In this lies the great Easter mystery for each of us. Living in the light of the Resurrection of Jesus, living the life of the Resurrection, does not take away our own vulnerability, our own fragility, our own deep seated woundedness. Curiously, as this Resurrection account invites us to consider, Resurrected Life helps us enter and bear our vulnerability, our fragility, in a new kind of way. As O’Leary observed,
“Resurrection does not sweep us away to a painless place but reveals the redemption in our suffering now. The lost paradise is regained in the soil of our fields and in the seasons of our souls. There is no sin, loss, betrayal, shame or despair that is final. Somehow or other, in the end, all is harvest . . . Resurrection is what we were created for. But we perennially celebrate it and perennially forget all about it. We remain blind to its wonder, deaf to its transforming harmonies.”
I have always found it fascinating that we use a candle to make the declaration of Christ Risen, as we did last weekend. Yes, at some point in our ceremony we turn on the bright lights of the church. Yet, the most important symbol for us in proclaiming the Resurrection is the light of a candle, a light which never loses its fragility. It is a light full of invitation, and without threat. It is a light in which our shadows are not eradicated but held and accepted. The light of a candle shines in the darkness. It does not take away the darkness, but its light is of such unmistakable quality that it pushes back the covers of darkness and offers us the space of hope in the midst of the shadows around us.

------------------------------------------------

_Exercise instructions_. Return the whole Easter reflection on the Resurrection and the candle word for word. You can skip the data after this point; it isn't needed.

_Entries provided_.
------------------------------------------------

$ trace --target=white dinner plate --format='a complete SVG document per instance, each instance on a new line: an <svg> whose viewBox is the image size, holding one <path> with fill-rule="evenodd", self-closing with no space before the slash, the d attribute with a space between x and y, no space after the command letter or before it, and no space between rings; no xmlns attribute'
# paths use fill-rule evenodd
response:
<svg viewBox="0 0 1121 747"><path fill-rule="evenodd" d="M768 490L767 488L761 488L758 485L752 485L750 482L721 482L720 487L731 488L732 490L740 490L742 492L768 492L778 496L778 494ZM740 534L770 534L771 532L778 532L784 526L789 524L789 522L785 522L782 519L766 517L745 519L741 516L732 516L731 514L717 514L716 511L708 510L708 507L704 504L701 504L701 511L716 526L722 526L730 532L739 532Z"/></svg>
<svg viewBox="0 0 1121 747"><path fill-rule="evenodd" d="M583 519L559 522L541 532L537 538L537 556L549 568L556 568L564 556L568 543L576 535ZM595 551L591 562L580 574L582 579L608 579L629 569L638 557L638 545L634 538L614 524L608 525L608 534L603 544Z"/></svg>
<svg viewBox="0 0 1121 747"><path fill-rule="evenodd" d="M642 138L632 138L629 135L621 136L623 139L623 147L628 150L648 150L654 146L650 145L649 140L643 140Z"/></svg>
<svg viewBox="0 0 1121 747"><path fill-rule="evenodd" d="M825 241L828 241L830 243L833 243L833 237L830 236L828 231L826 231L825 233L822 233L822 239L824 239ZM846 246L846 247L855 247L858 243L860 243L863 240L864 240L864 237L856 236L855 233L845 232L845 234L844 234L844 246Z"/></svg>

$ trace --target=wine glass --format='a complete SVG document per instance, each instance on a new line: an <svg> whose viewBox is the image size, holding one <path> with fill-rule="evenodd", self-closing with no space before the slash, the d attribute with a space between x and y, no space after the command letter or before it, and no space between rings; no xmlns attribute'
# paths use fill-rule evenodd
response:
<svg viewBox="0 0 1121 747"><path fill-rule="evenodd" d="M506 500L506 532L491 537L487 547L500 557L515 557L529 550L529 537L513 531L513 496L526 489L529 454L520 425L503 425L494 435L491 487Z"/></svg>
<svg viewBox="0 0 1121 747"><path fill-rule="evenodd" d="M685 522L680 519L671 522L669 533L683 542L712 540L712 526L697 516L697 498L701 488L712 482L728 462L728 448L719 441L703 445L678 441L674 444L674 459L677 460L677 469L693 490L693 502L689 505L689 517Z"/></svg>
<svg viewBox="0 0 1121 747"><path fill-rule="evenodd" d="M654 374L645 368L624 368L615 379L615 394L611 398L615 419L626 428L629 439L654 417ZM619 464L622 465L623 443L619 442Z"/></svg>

------------------------------------------------

_Task output_.
In this lies the great Easter mystery for each of us. Living in the light of the Resurrection of Jesus, living the life of the Resurrection, does not take away our own vulnerability, our own fragility, our own deep seated woundedness. Curiously, as this Resurrection account invites us to consider, Resurrected Life helps us enter and bear our vulnerability, our fragility, in a new kind of way. As O’Leary observed,
“Resurrection does not sweep us away to a painless place but reveals the redemption in our suffering now. The lost paradise is regained in the soil of our fields and in the seasons of our souls. There is no sin, loss, betrayal, shame or despair that is final. Somehow or other, in the end, all is harvest . . . Resurrection is what we were created for. But we perennially celebrate it and perennially forget all about it. We remain blind to its wonder, deaf to its transforming harmonies.”
I have always found it fascinating that we use a candle to make the declaration of Christ Risen, as we did last weekend. Yes, at some point in our ceremony we turn on the bright lights of the church. Yet, the most important symbol for us in proclaiming the Resurrection is the light of a candle, a light which never loses its fragility. It is a light full of invitation, and without threat. It is a light in which our shadows are not eradicated but held and accepted. The light of a candle shines in the darkness. It does not take away the darkness, but its light is of such unmistakable quality that it pushes back the covers of darkness and offers us the space of hope in the midst of the shadows around us.